__GIVEN TASK__.
Reproduce the material exactly, omitting nothing.

__PROVIDED DATA__.
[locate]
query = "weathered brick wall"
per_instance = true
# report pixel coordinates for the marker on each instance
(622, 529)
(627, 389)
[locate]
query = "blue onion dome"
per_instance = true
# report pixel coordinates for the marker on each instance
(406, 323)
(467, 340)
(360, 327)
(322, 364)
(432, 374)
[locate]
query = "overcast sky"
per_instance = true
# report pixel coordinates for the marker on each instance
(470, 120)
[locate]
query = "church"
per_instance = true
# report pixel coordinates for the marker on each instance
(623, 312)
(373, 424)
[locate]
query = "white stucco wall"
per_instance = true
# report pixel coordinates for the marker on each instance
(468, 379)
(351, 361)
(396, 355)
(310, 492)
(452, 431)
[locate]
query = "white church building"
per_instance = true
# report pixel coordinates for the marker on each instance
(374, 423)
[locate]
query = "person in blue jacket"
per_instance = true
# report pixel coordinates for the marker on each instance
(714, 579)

__ANSWER TO THE TASK__.
[locate]
query = "weathered brick wall"
per_instance = true
# report pixel coordinates for the marker on each instance
(622, 529)
(627, 389)
[locate]
query = "blue onion dome"
per_instance = true
# report pixel coordinates for the marker on each instance
(406, 323)
(467, 340)
(360, 327)
(322, 364)
(432, 374)
[locate]
query = "overcast sky"
per_instance = true
# report pixel coordinates for the marker on each instance
(470, 120)
[locate]
query = "church"
per_instance = true
# report pixel coordinates for the marker on each instance
(623, 312)
(373, 424)
[locate]
query = "white stucco wall"
per_instance = true
# report pixel coordinates for the marker on each instance
(468, 379)
(351, 361)
(396, 355)
(310, 492)
(452, 431)
[locate]
query = "white church building"
per_instance = true
# report pixel coordinates for the marker on each instance
(374, 423)
[locate]
query = "person in blue jacket"
per_instance = true
# report pixel coordinates for the marker on each instance
(714, 579)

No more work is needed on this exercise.